## Exercise description
Scan the material that follows for lines with "cone". Answer with how many there are, nothing else.
Records provided below:
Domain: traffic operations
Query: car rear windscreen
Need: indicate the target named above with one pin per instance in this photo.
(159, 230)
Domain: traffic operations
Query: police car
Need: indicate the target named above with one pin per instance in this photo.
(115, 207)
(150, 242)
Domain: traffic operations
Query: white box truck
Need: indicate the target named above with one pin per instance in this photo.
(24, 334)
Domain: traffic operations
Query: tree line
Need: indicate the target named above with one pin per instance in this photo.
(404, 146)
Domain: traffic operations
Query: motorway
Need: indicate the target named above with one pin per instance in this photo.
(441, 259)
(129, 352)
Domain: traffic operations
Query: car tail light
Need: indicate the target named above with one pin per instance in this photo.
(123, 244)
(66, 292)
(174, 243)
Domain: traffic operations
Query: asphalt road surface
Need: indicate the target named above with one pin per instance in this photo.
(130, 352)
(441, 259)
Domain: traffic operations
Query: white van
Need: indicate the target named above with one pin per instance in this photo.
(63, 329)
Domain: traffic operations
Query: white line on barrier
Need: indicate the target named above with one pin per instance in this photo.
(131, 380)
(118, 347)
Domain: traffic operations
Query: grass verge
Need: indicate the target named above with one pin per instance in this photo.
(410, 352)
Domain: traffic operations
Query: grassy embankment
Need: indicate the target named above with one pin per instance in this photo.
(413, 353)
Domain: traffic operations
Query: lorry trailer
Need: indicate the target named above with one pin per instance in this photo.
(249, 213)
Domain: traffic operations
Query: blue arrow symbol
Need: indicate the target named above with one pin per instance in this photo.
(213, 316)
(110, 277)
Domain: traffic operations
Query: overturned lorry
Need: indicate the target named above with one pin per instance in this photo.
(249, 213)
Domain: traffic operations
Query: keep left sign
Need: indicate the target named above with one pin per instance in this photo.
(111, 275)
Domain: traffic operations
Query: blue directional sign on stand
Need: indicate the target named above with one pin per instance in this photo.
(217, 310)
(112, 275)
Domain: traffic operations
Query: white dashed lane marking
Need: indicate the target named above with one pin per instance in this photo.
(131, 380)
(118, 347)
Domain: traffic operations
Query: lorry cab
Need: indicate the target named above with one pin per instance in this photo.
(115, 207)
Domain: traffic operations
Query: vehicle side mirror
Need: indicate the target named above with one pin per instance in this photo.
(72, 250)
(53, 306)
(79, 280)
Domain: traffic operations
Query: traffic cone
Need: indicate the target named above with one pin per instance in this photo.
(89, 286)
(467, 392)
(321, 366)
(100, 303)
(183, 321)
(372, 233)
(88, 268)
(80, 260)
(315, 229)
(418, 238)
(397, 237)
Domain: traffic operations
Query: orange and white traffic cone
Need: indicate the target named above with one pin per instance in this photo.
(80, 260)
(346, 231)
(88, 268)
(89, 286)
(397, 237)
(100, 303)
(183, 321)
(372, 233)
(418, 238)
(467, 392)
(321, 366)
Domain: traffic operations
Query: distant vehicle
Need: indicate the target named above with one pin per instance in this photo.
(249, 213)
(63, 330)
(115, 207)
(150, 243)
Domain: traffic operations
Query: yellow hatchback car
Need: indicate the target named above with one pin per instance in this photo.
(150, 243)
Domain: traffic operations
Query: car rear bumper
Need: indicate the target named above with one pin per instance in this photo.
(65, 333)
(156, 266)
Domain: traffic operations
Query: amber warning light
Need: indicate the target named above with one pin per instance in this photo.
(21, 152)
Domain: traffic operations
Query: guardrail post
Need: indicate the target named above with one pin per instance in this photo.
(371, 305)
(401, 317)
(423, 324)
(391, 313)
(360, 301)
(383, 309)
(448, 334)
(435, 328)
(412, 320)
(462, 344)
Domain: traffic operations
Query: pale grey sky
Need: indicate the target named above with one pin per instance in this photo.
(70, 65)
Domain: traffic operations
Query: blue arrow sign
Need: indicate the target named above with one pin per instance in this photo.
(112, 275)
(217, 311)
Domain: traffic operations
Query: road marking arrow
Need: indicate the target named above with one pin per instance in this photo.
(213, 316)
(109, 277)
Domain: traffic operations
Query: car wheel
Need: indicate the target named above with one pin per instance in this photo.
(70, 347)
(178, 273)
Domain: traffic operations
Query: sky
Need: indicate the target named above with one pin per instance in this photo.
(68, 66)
End of Records provided.
Records provided below:
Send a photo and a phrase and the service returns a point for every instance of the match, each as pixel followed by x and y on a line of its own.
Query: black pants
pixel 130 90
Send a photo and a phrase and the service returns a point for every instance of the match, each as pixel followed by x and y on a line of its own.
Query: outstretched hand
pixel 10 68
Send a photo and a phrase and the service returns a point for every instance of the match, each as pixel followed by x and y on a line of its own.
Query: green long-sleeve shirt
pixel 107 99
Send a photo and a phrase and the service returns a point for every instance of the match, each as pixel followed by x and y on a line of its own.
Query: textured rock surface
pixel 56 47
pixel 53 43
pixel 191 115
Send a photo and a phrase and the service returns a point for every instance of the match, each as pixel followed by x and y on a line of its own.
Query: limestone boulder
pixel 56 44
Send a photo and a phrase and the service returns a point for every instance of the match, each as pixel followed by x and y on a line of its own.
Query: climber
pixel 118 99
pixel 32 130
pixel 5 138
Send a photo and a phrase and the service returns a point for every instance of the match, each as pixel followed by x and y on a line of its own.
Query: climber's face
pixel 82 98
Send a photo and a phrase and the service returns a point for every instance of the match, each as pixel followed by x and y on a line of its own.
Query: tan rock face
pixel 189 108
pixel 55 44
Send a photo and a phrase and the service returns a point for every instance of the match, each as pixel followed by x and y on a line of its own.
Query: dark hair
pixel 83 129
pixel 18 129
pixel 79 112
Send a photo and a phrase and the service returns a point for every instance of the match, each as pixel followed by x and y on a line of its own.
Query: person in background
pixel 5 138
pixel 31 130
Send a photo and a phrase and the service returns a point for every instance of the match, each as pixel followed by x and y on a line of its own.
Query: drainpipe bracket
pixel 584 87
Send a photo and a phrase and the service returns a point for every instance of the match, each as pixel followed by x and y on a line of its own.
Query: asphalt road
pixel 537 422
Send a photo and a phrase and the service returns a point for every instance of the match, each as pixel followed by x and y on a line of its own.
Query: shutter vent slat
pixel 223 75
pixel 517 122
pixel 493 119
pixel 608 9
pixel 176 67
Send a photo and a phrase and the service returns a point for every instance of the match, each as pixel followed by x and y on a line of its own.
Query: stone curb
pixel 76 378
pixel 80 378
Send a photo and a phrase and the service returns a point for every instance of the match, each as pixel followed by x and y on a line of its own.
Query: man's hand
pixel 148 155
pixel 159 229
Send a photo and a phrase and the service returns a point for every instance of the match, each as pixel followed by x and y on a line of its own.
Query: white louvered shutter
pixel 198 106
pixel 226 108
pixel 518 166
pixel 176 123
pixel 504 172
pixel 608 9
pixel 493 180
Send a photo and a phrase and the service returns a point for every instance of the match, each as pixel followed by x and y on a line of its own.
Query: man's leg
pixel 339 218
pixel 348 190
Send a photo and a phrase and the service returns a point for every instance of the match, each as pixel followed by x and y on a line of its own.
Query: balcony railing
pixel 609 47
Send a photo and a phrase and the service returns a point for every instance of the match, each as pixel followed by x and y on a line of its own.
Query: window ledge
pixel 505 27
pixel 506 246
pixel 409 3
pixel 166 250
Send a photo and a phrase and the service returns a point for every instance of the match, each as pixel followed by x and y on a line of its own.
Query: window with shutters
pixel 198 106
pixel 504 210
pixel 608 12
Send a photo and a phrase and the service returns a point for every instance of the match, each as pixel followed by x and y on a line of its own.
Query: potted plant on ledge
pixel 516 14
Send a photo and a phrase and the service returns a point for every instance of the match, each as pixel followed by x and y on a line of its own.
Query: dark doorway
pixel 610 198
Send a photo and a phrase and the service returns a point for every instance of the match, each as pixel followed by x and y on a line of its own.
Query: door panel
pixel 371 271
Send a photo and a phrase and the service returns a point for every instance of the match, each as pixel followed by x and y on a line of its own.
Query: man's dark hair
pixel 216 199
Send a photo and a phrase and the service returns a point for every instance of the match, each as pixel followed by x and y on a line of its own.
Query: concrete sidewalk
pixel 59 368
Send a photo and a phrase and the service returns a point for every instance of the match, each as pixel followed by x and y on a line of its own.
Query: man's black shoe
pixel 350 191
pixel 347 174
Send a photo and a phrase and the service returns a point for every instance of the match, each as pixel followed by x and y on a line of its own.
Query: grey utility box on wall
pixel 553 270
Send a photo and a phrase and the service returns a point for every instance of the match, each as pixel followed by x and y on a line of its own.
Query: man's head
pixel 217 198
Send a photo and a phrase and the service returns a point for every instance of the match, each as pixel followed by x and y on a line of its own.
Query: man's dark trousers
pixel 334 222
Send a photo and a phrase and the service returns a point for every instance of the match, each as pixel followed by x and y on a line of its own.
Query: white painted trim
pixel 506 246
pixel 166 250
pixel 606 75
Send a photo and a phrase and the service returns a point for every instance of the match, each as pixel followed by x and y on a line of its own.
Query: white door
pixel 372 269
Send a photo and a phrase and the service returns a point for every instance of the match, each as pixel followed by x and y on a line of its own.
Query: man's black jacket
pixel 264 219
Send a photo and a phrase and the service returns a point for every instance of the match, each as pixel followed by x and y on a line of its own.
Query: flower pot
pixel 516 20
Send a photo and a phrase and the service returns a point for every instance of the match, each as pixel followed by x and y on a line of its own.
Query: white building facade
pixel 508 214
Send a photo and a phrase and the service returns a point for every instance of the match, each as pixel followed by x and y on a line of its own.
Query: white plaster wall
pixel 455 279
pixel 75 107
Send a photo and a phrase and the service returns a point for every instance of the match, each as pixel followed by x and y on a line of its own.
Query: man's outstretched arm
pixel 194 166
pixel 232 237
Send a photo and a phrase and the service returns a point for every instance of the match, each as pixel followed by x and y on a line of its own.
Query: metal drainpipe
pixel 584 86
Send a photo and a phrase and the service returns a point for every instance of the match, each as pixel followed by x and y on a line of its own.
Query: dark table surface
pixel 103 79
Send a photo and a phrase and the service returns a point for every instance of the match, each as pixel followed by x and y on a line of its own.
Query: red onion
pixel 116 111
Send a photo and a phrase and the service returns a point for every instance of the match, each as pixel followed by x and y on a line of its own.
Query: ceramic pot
End of Records provided.
## Response for this exercise
2